Task to complete.
Count the lines of the listing below that contain the string "white", treating uppercase and lowercase as different. Give only the number.

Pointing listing
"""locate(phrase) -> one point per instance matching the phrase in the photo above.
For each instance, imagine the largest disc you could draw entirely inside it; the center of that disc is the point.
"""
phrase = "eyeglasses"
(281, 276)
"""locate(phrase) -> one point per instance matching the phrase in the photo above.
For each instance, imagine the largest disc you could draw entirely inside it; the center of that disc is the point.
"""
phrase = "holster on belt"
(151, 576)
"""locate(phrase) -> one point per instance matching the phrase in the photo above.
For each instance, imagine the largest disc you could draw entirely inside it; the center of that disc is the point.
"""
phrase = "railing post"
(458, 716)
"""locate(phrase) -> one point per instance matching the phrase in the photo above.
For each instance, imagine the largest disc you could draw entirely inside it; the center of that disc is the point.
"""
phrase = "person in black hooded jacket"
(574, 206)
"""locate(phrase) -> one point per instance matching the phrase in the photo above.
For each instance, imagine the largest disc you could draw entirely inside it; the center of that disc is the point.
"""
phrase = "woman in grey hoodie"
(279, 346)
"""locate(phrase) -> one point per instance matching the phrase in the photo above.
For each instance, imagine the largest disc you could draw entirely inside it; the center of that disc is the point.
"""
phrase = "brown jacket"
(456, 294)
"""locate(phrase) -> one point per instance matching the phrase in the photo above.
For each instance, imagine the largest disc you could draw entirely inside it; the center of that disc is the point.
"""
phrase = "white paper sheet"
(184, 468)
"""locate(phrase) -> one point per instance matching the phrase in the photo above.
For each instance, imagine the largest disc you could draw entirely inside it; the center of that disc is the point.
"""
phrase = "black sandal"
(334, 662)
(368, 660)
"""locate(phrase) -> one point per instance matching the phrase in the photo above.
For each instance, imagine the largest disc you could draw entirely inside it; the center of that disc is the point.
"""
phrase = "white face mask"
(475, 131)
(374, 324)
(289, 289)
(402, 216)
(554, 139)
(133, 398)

Solved exercise.
2